Collection entries:
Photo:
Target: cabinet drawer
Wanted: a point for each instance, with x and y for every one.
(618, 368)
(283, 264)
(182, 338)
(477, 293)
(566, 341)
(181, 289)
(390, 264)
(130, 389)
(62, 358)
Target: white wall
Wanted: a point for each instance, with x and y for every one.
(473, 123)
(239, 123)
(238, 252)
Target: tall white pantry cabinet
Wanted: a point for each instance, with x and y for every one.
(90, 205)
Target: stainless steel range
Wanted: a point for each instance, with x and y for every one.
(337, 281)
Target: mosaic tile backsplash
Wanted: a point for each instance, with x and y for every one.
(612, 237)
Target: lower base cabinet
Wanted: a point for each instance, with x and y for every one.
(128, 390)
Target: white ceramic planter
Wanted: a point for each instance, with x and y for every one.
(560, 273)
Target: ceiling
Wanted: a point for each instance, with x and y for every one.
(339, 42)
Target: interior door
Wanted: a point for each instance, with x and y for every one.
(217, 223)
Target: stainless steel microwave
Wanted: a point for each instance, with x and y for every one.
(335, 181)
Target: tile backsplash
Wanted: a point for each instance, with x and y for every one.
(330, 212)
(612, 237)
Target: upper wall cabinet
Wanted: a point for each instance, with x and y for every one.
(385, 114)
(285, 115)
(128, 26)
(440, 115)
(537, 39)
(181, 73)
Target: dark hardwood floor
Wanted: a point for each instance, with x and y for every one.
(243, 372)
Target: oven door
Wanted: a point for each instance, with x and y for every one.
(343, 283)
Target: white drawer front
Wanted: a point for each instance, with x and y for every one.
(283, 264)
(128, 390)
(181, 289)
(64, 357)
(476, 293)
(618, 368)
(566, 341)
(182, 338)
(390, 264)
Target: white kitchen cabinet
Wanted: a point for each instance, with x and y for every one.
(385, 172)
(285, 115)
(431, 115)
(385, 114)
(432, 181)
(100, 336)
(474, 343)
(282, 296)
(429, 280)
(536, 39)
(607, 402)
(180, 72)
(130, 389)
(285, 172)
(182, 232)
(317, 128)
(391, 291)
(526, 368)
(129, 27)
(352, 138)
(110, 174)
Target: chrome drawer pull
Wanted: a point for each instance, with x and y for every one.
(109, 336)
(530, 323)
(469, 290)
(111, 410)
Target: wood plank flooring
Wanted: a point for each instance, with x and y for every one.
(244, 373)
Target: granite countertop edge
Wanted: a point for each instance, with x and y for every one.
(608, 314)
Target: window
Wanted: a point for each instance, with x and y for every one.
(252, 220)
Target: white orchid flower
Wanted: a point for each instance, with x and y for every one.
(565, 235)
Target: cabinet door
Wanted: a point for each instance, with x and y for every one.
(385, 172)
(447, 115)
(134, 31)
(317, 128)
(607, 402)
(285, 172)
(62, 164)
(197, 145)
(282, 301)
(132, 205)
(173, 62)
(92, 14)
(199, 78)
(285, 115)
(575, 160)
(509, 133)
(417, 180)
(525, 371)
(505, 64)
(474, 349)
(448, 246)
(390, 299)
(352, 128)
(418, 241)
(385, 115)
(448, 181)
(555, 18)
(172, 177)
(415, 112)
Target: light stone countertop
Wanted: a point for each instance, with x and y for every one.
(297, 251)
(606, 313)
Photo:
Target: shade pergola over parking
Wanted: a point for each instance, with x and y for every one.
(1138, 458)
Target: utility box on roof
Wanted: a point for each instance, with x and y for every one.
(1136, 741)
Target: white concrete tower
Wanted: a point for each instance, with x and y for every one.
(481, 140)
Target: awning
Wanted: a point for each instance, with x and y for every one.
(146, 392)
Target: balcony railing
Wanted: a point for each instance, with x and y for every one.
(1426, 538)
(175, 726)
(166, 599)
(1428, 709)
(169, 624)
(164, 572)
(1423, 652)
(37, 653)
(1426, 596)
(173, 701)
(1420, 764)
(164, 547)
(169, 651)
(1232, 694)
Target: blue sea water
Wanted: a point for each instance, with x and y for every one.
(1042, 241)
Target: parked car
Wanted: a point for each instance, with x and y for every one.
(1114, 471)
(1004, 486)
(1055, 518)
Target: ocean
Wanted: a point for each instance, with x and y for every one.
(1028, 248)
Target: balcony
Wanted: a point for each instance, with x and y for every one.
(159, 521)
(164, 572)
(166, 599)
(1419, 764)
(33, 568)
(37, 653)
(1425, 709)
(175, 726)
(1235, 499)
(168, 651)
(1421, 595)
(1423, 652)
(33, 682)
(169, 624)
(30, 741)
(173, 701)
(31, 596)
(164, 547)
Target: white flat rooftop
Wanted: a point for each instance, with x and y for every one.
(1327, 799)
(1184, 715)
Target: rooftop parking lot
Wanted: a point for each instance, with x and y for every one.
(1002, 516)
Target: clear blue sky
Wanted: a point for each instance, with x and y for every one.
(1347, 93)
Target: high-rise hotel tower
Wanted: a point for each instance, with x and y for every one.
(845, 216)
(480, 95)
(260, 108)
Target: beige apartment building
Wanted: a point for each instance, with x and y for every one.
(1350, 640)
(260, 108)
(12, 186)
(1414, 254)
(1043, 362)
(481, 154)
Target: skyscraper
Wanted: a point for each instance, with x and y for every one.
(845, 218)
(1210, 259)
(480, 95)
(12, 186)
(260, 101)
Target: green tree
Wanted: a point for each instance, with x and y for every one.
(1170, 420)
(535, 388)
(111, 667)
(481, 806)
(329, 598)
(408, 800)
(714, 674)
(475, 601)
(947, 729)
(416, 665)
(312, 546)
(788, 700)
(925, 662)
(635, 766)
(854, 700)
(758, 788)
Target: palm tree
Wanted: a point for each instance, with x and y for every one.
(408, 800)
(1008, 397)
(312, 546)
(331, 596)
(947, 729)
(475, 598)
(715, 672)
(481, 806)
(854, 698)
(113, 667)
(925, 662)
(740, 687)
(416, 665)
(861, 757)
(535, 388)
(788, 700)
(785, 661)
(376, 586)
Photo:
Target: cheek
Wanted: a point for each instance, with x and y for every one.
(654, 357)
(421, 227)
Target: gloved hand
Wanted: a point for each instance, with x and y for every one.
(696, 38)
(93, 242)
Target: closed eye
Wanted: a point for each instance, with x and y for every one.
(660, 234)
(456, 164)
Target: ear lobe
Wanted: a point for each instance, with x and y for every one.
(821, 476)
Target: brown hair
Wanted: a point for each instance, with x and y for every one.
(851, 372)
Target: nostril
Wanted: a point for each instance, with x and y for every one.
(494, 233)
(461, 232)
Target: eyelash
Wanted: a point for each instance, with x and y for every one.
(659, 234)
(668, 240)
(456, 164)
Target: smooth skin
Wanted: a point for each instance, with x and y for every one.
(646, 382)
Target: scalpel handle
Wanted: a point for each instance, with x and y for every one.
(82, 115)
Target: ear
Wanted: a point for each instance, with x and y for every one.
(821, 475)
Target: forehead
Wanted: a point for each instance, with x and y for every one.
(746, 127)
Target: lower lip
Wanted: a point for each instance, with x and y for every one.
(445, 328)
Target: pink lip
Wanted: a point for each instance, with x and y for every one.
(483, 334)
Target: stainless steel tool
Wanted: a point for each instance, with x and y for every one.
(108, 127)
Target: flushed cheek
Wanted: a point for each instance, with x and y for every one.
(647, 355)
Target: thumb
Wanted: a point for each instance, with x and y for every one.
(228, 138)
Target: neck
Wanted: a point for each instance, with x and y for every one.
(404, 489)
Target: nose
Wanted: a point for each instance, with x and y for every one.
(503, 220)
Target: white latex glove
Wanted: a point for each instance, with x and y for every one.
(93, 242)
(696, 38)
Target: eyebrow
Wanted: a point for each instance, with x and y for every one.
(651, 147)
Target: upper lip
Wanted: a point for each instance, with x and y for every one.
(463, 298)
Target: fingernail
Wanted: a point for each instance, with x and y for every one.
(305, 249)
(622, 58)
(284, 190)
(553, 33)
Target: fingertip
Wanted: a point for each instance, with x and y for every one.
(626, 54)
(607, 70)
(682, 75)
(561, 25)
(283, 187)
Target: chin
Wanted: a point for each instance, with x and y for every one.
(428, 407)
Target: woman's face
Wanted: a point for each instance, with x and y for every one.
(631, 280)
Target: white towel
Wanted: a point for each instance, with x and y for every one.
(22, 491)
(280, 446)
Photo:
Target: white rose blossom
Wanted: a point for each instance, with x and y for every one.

What you have to do:
Return, word for word, every line from the line with "Target: pink lip" to the final line of the data.

Worked solution:
Target: pink lip
Wanted: a point for each instance, with x and y for every one.
(483, 334)
Target: stainless steel tool
Wanted: a point for each instance, with x and y for every one.
(108, 127)
Target: flushed cheek
Wanted: a point for each instance, with x and y for every one.
(647, 355)
Target: thumb
Wanted: a point for each instance, with x and y for every one.
(228, 138)
Target: neck
Wanted: a point for each instance, with x and y for every one.
(404, 489)
Target: nose
Wanted: a point for each instance, with x and y for every one.
(503, 220)
Target: white latex glove
Wanted: a point for each instance, with x and y for every one.
(93, 242)
(696, 38)
Target: eyebrow
Wanted: a point for each instance, with x and y for every one.
(651, 147)
Target: upper lip
Wanted: a point for each instance, with x and y for every one.
(463, 298)
Target: fingernail
Wanted: a point for each instance, with x and y for every one.
(305, 249)
(622, 58)
(284, 190)
(553, 33)
Target: fingertip
Wanted: a point for each instance, with x and y for every one.
(626, 54)
(607, 70)
(682, 75)
(561, 25)
(283, 187)
Target: chin
Wanted: a point for each instance, with x and y for every one.
(428, 407)
Target: woman's face
Wanted: a point for each instance, with x and y for every one.
(631, 280)
Target: white towel
Wanted: a point for each instance, with x and y for every one.
(22, 491)
(280, 446)
Photo:
Target: white rose blossom
Wanted: a point for each instance, with x and y for every one.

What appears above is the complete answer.